Problem statement ▸
In the copy you make of the entries, no picture should appear, and every word must match.

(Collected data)
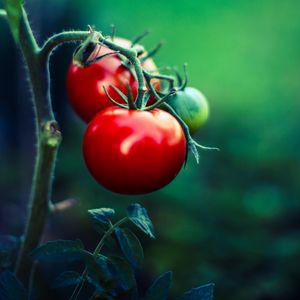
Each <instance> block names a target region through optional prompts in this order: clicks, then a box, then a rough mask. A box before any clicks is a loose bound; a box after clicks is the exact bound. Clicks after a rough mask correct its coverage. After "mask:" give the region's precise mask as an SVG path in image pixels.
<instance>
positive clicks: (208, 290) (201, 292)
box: [181, 283, 214, 300]
mask: <svg viewBox="0 0 300 300" xmlns="http://www.w3.org/2000/svg"><path fill="white" fill-rule="evenodd" d="M213 291H214V284H213V283H210V284H206V285H202V286H199V287H197V288H193V289H191V290H190V291H189V292H186V293H185V294H184V295H183V297H182V298H181V300H212V298H213Z"/></svg>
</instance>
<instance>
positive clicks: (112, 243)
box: [104, 236, 117, 249]
mask: <svg viewBox="0 0 300 300" xmlns="http://www.w3.org/2000/svg"><path fill="white" fill-rule="evenodd" d="M104 243H105V245H106V246H107V247H108V248H110V249H115V248H116V245H117V243H116V241H115V240H114V239H113V238H112V237H111V236H107V237H106V238H105V240H104Z"/></svg>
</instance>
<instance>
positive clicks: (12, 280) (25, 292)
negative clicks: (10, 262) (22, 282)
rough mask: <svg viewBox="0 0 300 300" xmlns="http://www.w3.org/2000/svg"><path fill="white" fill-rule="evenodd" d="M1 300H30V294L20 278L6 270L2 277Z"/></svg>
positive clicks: (2, 274)
mask: <svg viewBox="0 0 300 300" xmlns="http://www.w3.org/2000/svg"><path fill="white" fill-rule="evenodd" d="M0 299H1V300H28V299H29V297H28V294H27V292H26V290H25V288H24V286H23V284H22V283H21V282H20V281H19V279H18V278H17V277H16V276H15V275H14V274H13V273H11V272H10V271H9V270H6V271H5V272H4V273H3V274H2V276H1V279H0Z"/></svg>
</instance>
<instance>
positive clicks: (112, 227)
mask: <svg viewBox="0 0 300 300" xmlns="http://www.w3.org/2000/svg"><path fill="white" fill-rule="evenodd" d="M128 220H129V218H128V217H125V218H123V219H122V220H120V221H118V222H117V223H116V224H115V225H113V224H112V223H111V221H109V229H108V230H107V231H106V232H105V234H104V236H103V237H102V239H101V240H100V242H99V244H98V245H97V247H96V249H95V251H94V253H93V256H97V255H98V254H99V252H100V251H101V249H102V247H103V245H104V241H105V239H106V238H107V237H108V236H110V235H111V234H112V233H113V231H114V230H115V229H116V228H117V227H119V226H120V225H121V224H123V223H125V222H126V221H128ZM87 276H88V270H87V267H86V268H85V269H84V271H83V273H82V275H81V277H82V278H83V279H84V281H83V282H80V283H78V284H77V286H76V288H75V290H74V292H73V294H72V296H71V298H70V300H76V299H77V297H78V295H79V293H80V291H81V289H82V286H83V284H84V283H85V281H86V279H87Z"/></svg>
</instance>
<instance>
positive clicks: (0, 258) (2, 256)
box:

Expected answer ▸
Each <instance> block names a target region through optional prompts in this order: clicks, then a box, then a rough mask. A box before any clicks is a loose bound; a box after clicks is the exact bound. Clicks after a rough mask correct its coverage. After "mask:" give the region's precise mask as an SVG path in image pixels.
<instance>
positive clicks: (208, 290) (201, 292)
box: [181, 283, 214, 300]
mask: <svg viewBox="0 0 300 300" xmlns="http://www.w3.org/2000/svg"><path fill="white" fill-rule="evenodd" d="M213 291H214V284H213V283H210V284H206V285H202V286H199V287H197V288H193V289H191V290H190V291H189V292H186V293H185V294H184V295H183V297H182V298H181V300H212V298H213Z"/></svg>
</instance>
<instance>
positive clicks: (112, 243)
box: [104, 236, 117, 249]
mask: <svg viewBox="0 0 300 300" xmlns="http://www.w3.org/2000/svg"><path fill="white" fill-rule="evenodd" d="M104 243H105V245H106V246H107V247H108V248H110V249H115V248H116V245H117V243H116V241H115V240H114V239H113V238H112V237H111V236H107V237H106V238H105V240H104Z"/></svg>
</instance>
<instance>
positive clicks: (12, 280) (25, 292)
negative clicks: (10, 262) (22, 282)
rough mask: <svg viewBox="0 0 300 300" xmlns="http://www.w3.org/2000/svg"><path fill="white" fill-rule="evenodd" d="M1 300H30V294L20 278L6 270L2 277Z"/></svg>
positive clicks: (2, 274)
mask: <svg viewBox="0 0 300 300" xmlns="http://www.w3.org/2000/svg"><path fill="white" fill-rule="evenodd" d="M0 299H1V300H28V299H29V297H28V294H27V292H26V290H25V288H24V286H23V284H22V283H21V282H20V281H19V279H18V278H17V277H16V276H15V275H14V274H13V273H11V272H10V271H9V270H6V271H5V272H4V273H3V274H2V276H1V279H0Z"/></svg>
</instance>
<instance>
positive clicks: (112, 227)
mask: <svg viewBox="0 0 300 300" xmlns="http://www.w3.org/2000/svg"><path fill="white" fill-rule="evenodd" d="M128 220H129V218H128V217H125V218H123V219H122V220H120V221H118V222H117V223H116V224H115V225H113V224H112V223H111V221H109V229H108V230H107V231H106V232H105V234H104V236H103V237H102V239H101V240H100V242H99V244H98V245H97V247H96V249H95V251H94V253H93V256H97V255H98V254H99V252H100V251H101V249H102V247H103V245H104V241H105V239H106V238H107V237H108V236H110V235H111V234H112V233H113V231H114V230H115V229H116V228H117V227H119V226H120V225H121V224H123V223H125V222H126V221H128ZM87 276H88V270H87V267H86V268H85V269H84V271H83V273H82V275H81V277H82V278H83V279H84V281H83V282H80V283H78V284H77V286H76V288H75V290H74V292H73V294H72V296H71V298H70V300H76V299H77V297H78V295H79V293H80V291H81V289H82V286H83V284H84V283H85V281H86V279H87Z"/></svg>
</instance>
<instance>
positive clicks: (0, 258) (2, 256)
box:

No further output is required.